* [Stated goal] Output every line of the data below as a Markdown table with two columns, Row and Data line, where Row numbers each line in order. Leave out blank lines.
---------- Recorded information ----------
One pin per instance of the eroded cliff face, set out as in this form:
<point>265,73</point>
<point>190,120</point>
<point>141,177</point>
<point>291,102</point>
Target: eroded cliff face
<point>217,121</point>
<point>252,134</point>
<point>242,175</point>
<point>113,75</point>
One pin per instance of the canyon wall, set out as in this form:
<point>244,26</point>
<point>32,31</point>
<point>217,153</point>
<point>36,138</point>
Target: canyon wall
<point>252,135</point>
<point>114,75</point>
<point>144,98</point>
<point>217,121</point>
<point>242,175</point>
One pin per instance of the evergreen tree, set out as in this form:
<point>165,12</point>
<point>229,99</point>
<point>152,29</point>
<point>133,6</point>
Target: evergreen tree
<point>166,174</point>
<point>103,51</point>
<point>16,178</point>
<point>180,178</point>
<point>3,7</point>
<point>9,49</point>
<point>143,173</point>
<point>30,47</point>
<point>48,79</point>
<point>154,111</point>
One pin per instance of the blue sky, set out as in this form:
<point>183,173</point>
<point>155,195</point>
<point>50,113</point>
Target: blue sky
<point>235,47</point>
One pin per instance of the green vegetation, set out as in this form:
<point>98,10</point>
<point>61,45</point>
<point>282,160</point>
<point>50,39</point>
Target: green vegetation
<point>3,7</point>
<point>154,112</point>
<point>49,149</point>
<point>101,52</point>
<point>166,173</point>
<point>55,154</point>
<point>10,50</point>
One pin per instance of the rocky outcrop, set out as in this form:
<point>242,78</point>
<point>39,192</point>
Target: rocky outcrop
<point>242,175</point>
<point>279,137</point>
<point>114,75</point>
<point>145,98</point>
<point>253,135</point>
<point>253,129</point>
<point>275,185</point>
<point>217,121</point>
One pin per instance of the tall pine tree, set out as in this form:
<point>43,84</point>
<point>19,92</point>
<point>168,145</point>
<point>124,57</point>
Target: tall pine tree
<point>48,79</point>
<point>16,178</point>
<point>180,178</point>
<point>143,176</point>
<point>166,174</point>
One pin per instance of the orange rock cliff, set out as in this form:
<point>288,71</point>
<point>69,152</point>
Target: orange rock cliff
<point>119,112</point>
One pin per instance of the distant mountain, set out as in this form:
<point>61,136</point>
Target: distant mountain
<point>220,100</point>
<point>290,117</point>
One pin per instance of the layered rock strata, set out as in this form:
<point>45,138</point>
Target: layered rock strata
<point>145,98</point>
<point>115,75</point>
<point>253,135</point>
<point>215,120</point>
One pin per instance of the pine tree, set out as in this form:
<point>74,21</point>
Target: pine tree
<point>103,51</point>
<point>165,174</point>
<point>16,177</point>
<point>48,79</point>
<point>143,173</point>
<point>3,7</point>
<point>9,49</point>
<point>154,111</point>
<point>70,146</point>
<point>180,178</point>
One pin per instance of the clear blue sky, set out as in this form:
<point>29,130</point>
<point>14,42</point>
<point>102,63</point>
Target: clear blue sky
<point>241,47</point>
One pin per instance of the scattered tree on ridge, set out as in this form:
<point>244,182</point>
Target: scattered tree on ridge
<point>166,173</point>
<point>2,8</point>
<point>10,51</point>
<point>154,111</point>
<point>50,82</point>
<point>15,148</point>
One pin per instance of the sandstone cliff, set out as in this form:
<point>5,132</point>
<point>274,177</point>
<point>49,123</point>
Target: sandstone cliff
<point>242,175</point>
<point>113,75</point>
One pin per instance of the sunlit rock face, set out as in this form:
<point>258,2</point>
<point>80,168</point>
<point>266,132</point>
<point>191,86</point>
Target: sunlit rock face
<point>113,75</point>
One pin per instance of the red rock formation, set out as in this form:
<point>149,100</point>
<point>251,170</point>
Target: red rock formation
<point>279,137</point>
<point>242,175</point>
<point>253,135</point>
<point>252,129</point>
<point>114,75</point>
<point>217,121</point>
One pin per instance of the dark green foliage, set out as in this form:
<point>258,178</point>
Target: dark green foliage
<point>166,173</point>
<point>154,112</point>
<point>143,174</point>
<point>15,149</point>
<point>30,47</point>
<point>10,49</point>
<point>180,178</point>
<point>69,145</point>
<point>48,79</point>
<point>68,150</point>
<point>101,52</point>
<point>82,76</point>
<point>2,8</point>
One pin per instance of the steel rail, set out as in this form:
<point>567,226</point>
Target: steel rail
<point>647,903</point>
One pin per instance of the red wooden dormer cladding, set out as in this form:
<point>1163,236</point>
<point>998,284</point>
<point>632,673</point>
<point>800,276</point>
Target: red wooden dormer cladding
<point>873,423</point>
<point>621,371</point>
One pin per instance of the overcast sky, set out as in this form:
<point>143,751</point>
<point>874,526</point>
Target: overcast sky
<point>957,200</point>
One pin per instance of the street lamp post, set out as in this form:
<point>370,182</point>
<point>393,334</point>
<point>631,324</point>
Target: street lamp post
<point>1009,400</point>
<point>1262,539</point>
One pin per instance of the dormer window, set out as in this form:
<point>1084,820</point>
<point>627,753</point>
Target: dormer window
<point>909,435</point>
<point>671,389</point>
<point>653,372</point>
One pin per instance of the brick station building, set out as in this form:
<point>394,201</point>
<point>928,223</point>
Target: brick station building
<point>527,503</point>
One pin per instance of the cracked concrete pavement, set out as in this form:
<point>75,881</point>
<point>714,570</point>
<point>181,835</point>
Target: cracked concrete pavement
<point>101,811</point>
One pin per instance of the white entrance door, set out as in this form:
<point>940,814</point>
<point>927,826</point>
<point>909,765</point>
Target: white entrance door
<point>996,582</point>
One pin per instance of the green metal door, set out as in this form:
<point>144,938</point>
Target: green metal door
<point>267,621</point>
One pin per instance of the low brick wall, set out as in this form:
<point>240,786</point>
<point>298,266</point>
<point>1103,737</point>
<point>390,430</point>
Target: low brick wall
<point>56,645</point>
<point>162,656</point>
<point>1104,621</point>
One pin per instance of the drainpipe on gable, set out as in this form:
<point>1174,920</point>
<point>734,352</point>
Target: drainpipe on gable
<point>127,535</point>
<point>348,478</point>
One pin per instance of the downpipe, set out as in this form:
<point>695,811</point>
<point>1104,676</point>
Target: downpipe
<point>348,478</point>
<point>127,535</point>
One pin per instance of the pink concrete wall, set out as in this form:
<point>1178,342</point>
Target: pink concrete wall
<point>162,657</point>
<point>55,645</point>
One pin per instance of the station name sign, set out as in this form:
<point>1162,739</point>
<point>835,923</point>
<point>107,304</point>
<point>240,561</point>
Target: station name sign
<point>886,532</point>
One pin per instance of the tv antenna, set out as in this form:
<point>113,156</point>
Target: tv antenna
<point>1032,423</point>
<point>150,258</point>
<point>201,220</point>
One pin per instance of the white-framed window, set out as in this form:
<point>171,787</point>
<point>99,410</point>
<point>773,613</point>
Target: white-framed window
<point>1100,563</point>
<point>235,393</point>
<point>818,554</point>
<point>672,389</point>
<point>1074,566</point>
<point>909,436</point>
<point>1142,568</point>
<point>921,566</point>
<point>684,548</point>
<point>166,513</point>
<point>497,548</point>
----------
* [Exercise response]
| Row | Data line |
|---|---|
| 1 | One pin per instance of the eroded cliff face, set out as in this form: |
| 2 | <point>265,73</point> |
| 3 | <point>190,120</point> |
| 4 | <point>141,177</point> |
| 5 | <point>291,102</point> |
| 6 | Target: eroded cliff face |
| 7 | <point>217,121</point> |
| 8 | <point>252,134</point> |
| 9 | <point>242,175</point> |
| 10 | <point>113,75</point> |
| 11 | One pin per instance of the canyon wall, set out as in this form: |
| 12 | <point>244,26</point> |
| 13 | <point>32,31</point> |
| 14 | <point>217,153</point> |
| 15 | <point>36,138</point> |
| 16 | Target: canyon wall |
| 17 | <point>252,135</point> |
| 18 | <point>114,75</point> |
| 19 | <point>144,98</point> |
| 20 | <point>217,121</point> |
| 21 | <point>242,175</point> |
| 22 | One pin per instance of the evergreen tree, set out as in this form: |
| 23 | <point>165,12</point> |
| 24 | <point>229,99</point> |
| 25 | <point>152,29</point> |
| 26 | <point>133,6</point> |
| 27 | Target: evergreen tree |
| 28 | <point>166,174</point> |
| 29 | <point>103,51</point> |
| 30 | <point>16,178</point> |
| 31 | <point>180,178</point> |
| 32 | <point>3,7</point> |
| 33 | <point>9,49</point> |
| 34 | <point>143,173</point> |
| 35 | <point>30,47</point> |
| 36 | <point>48,79</point> |
| 37 | <point>154,111</point> |
| 38 | One pin per instance of the blue sky, set out as in this form: |
| 39 | <point>183,173</point> |
| 40 | <point>155,195</point> |
| 41 | <point>50,113</point> |
| 42 | Target: blue sky |
| 43 | <point>235,47</point> |
| 44 | One pin per instance of the green vegetation, set out as in this form: |
| 45 | <point>98,10</point> |
| 46 | <point>61,45</point> |
| 47 | <point>282,160</point> |
| 48 | <point>50,39</point> |
| 49 | Target: green vegetation |
| 50 | <point>3,7</point> |
| 51 | <point>154,112</point> |
| 52 | <point>49,149</point> |
| 53 | <point>101,52</point> |
| 54 | <point>166,173</point> |
| 55 | <point>55,154</point> |
| 56 | <point>10,50</point> |
| 57 | One pin per instance of the rocky outcrop, set out as in this form: |
| 58 | <point>242,78</point> |
| 59 | <point>39,192</point> |
| 60 | Target: rocky outcrop |
| 61 | <point>242,175</point> |
| 62 | <point>279,137</point> |
| 63 | <point>114,75</point> |
| 64 | <point>145,98</point> |
| 65 | <point>253,135</point> |
| 66 | <point>253,129</point> |
| 67 | <point>275,185</point> |
| 68 | <point>217,121</point> |
| 69 | One pin per instance of the tall pine tree, set out as in this form: |
| 70 | <point>43,84</point> |
| 71 | <point>19,92</point> |
| 72 | <point>168,145</point> |
| 73 | <point>124,57</point> |
| 74 | Target: tall pine tree |
| 75 | <point>48,79</point> |
| 76 | <point>16,178</point> |
| 77 | <point>180,178</point> |
| 78 | <point>143,176</point> |
| 79 | <point>166,174</point> |
| 80 | One pin per instance of the orange rock cliff, set out as in this form: |
| 81 | <point>288,71</point> |
| 82 | <point>69,152</point> |
| 83 | Target: orange rock cliff |
| 84 | <point>119,112</point> |
| 85 | One pin per instance of the distant mountain, set out as in this form: |
| 86 | <point>61,136</point> |
| 87 | Target: distant mountain |
| 88 | <point>220,100</point> |
| 89 | <point>290,117</point> |
| 90 | One pin per instance of the layered rock strata, set out as in this form: |
| 91 | <point>45,138</point> |
| 92 | Target: layered rock strata |
| 93 | <point>145,98</point> |
| 94 | <point>115,75</point> |
| 95 | <point>253,135</point> |
| 96 | <point>215,120</point> |
| 97 | One pin per instance of the pine tree, set out as in this form: |
| 98 | <point>74,21</point> |
| 99 | Target: pine tree |
| 100 | <point>103,51</point> |
| 101 | <point>165,174</point> |
| 102 | <point>16,177</point> |
| 103 | <point>48,79</point> |
| 104 | <point>143,173</point> |
| 105 | <point>3,7</point> |
| 106 | <point>9,49</point> |
| 107 | <point>154,111</point> |
| 108 | <point>70,146</point> |
| 109 | <point>180,178</point> |
| 110 | One pin per instance of the clear blue sky, set out as in this form: |
| 111 | <point>29,130</point> |
| 112 | <point>14,42</point> |
| 113 | <point>102,63</point> |
| 114 | Target: clear blue sky |
| 115 | <point>241,47</point> |
| 116 | One pin per instance of the scattered tree on ridge, set out as in this form: |
| 117 | <point>244,182</point> |
| 118 | Target: scattered tree on ridge |
| 119 | <point>166,173</point> |
| 120 | <point>2,8</point> |
| 121 | <point>10,51</point> |
| 122 | <point>154,111</point> |
| 123 | <point>50,82</point> |
| 124 | <point>15,148</point> |
| 125 | One pin per instance of the sandstone cliff, set out as in this form: |
| 126 | <point>5,132</point> |
| 127 | <point>274,177</point> |
| 128 | <point>49,123</point> |
| 129 | Target: sandstone cliff |
| 130 | <point>242,175</point> |
| 131 | <point>113,75</point> |
| 132 | One pin per instance of the sunlit rock face, set out as in this form: |
| 133 | <point>258,2</point> |
| 134 | <point>80,168</point> |
| 135 | <point>266,132</point> |
| 136 | <point>191,86</point> |
| 137 | Target: sunlit rock face |
| 138 | <point>113,75</point> |
| 139 | One pin per instance of the red rock formation, set out as in this form: |
| 140 | <point>149,100</point> |
| 141 | <point>251,170</point> |
| 142 | Target: red rock formation |
| 143 | <point>279,137</point> |
| 144 | <point>242,175</point> |
| 145 | <point>253,135</point> |
| 146 | <point>252,129</point> |
| 147 | <point>114,75</point> |
| 148 | <point>217,121</point> |
| 149 | One pin per instance of the dark green foliage, set out as in this form: |
| 150 | <point>258,178</point> |
| 151 | Target: dark green foliage |
| 152 | <point>166,173</point> |
| 153 | <point>154,112</point> |
| 154 | <point>143,174</point> |
| 155 | <point>15,149</point> |
| 156 | <point>30,47</point> |
| 157 | <point>10,49</point> |
| 158 | <point>180,178</point> |
| 159 | <point>69,145</point> |
| 160 | <point>48,79</point> |
| 161 | <point>68,150</point> |
| 162 | <point>101,52</point> |
| 163 | <point>82,76</point> |
| 164 | <point>2,8</point> |
| 165 | One pin per instance of the steel rail, set out as in this form: |
| 166 | <point>567,226</point> |
| 167 | Target: steel rail |
| 168 | <point>647,903</point> |
| 169 | One pin per instance of the red wooden dormer cladding, set out as in this form: |
| 170 | <point>1163,236</point> |
| 171 | <point>998,284</point> |
| 172 | <point>632,673</point> |
| 173 | <point>800,276</point> |
| 174 | Target: red wooden dormer cladding |
| 175 | <point>873,423</point> |
| 176 | <point>621,371</point> |
| 177 | One pin per instance of the overcast sky, set out as in this form: |
| 178 | <point>143,751</point> |
| 179 | <point>874,526</point> |
| 180 | Target: overcast sky |
| 181 | <point>957,200</point> |
| 182 | One pin per instance of the street lamp post, set out as in this form: |
| 183 | <point>370,182</point> |
| 184 | <point>393,334</point> |
| 185 | <point>631,324</point> |
| 186 | Target: street lamp post |
| 187 | <point>1009,400</point> |
| 188 | <point>1262,539</point> |
| 189 | One pin per instance of the dormer window, set out as in this form: |
| 190 | <point>1084,820</point> |
| 191 | <point>627,753</point> |
| 192 | Target: dormer window |
| 193 | <point>909,435</point> |
| 194 | <point>671,389</point> |
| 195 | <point>653,372</point> |
| 196 | One pin per instance of the brick station building, set out as in this form: |
| 197 | <point>394,201</point> |
| 198 | <point>928,223</point> |
| 199 | Target: brick station building |
| 200 | <point>527,503</point> |
| 201 | One pin per instance of the cracked concrete pavement, set out as in this form: |
| 202 | <point>75,881</point> |
| 203 | <point>714,570</point> |
| 204 | <point>181,835</point> |
| 205 | Target: cracked concrete pavement |
| 206 | <point>101,811</point> |
| 207 | One pin per instance of the white entrance door, set out as in this form: |
| 208 | <point>940,814</point> |
| 209 | <point>927,826</point> |
| 210 | <point>909,765</point> |
| 211 | Target: white entrance door |
| 212 | <point>996,582</point> |
| 213 | One pin per instance of the green metal door, set out as in this form: |
| 214 | <point>144,938</point> |
| 215 | Target: green metal door |
| 216 | <point>267,621</point> |
| 217 | One pin per instance of the low brick wall, set out as in this form: |
| 218 | <point>240,786</point> |
| 219 | <point>298,266</point> |
| 220 | <point>1103,737</point> |
| 221 | <point>390,430</point> |
| 222 | Target: low brick wall |
| 223 | <point>56,645</point> |
| 224 | <point>162,656</point> |
| 225 | <point>1104,621</point> |
| 226 | One pin per instance of the drainpipe on gable, set out as in this form: |
| 227 | <point>1174,920</point> |
| 228 | <point>734,352</point> |
| 229 | Target: drainpipe on gable |
| 230 | <point>127,535</point> |
| 231 | <point>348,478</point> |
| 232 | One pin per instance of the downpipe, set out as in this form: |
| 233 | <point>695,811</point> |
| 234 | <point>1104,676</point> |
| 235 | Target: downpipe |
| 236 | <point>348,478</point> |
| 237 | <point>127,535</point> |
| 238 | One pin per instance of the pink concrete wall, set out as in this form: |
| 239 | <point>1178,342</point> |
| 240 | Target: pink concrete wall |
| 241 | <point>162,657</point> |
| 242 | <point>55,645</point> |
| 243 | One pin per instance of the station name sign, set out as in this form: |
| 244 | <point>1162,739</point> |
| 245 | <point>835,923</point> |
| 246 | <point>107,304</point> |
| 247 | <point>240,561</point> |
| 248 | Target: station name sign |
| 249 | <point>886,532</point> |
| 250 | One pin per instance of the tv antenna, set out as in this form: |
| 251 | <point>113,156</point> |
| 252 | Target: tv antenna |
| 253 | <point>1032,423</point> |
| 254 | <point>150,258</point> |
| 255 | <point>201,220</point> |
| 256 | One pin per instance of the white-framed window, set out as in this form: |
| 257 | <point>171,787</point> |
| 258 | <point>99,410</point> |
| 259 | <point>773,613</point> |
| 260 | Target: white-framed window |
| 261 | <point>1100,563</point> |
| 262 | <point>235,393</point> |
| 263 | <point>818,554</point> |
| 264 | <point>672,389</point> |
| 265 | <point>1074,566</point> |
| 266 | <point>909,436</point> |
| 267 | <point>1142,568</point> |
| 268 | <point>921,566</point> |
| 269 | <point>684,548</point> |
| 270 | <point>166,513</point> |
| 271 | <point>497,548</point> |